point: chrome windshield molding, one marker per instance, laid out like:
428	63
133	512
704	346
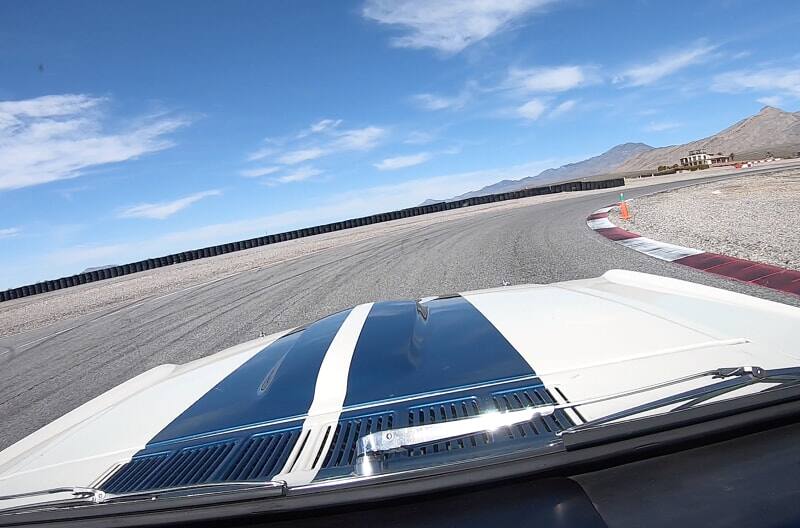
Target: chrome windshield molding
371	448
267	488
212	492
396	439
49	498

● **Exercise objective**:
Rewrite these lines, changing every "chrome windshield molding" to "chrome window trim" and keeping everything else the same, and leave the pictures out.

● **Solution to the problem**:
point: chrome window trim, one marker per instance, laid out like:
428	63
133	512
704	346
Target: chrome window trim
371	448
267	488
212	492
396	439
49	498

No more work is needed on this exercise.